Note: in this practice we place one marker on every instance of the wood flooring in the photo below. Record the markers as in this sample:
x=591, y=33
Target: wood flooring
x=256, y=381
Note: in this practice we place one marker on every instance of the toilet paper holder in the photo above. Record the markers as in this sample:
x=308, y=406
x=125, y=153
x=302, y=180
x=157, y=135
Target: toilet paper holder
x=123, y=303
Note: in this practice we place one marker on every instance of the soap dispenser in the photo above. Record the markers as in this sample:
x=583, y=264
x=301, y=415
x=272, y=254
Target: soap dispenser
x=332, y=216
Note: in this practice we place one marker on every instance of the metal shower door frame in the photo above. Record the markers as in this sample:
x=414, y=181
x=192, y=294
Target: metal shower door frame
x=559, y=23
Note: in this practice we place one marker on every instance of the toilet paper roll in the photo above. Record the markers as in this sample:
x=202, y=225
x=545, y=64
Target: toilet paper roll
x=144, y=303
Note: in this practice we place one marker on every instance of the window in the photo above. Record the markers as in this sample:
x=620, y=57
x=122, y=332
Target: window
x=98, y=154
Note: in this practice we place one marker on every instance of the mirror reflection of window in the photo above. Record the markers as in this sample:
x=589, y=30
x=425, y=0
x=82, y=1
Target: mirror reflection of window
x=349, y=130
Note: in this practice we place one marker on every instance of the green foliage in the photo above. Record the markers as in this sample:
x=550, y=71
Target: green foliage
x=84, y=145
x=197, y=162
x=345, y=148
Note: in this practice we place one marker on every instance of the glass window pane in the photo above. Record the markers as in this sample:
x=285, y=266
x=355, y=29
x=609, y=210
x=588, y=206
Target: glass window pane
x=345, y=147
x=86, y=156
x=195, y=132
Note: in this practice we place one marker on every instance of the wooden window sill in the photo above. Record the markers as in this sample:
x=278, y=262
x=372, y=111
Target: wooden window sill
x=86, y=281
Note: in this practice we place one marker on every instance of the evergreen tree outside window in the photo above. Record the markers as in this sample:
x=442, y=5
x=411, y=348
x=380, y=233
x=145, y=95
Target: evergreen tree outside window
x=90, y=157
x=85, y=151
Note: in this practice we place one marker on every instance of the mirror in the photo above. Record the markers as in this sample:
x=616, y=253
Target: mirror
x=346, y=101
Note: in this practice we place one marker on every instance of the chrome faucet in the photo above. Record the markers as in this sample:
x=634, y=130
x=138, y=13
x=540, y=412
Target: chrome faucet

____

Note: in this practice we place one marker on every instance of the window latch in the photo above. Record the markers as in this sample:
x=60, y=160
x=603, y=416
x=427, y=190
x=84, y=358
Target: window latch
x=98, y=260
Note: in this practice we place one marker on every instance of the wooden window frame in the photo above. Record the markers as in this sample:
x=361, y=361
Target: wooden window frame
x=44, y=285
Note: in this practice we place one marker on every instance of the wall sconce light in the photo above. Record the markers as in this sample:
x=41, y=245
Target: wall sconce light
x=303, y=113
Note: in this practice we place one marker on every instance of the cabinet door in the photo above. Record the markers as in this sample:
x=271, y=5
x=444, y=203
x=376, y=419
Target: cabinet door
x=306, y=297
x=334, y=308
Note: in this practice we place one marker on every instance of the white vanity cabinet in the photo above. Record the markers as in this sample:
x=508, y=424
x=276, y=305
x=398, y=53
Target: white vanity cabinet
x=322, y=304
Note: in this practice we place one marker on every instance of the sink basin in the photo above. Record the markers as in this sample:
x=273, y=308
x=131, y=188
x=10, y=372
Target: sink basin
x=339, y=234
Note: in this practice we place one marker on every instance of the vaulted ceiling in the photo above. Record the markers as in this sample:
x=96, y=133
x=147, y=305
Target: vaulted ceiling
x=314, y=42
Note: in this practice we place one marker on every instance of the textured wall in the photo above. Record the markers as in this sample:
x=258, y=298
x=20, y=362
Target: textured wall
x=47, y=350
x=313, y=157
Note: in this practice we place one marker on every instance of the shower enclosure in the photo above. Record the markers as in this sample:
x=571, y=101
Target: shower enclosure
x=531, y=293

____

Challenge: Rewrite the data above as a numbered list, covering everything from the line with "the mirror in" through the line with "Target: chrome faucet" and dropping any blank lines.

Answer to the problem:
1. Note: in this practice we place one marker on every instance of the mirror in the photo above. Record the markers as in this sample:
2. x=616, y=253
3. Target: mirror
4. x=346, y=101
5. Note: in this practice we place one marker on every instance of the chrome faucet in the photo above. Record the markers as in this sample:
6. x=634, y=130
7. x=138, y=13
8. x=540, y=412
9. Target: chrome faucet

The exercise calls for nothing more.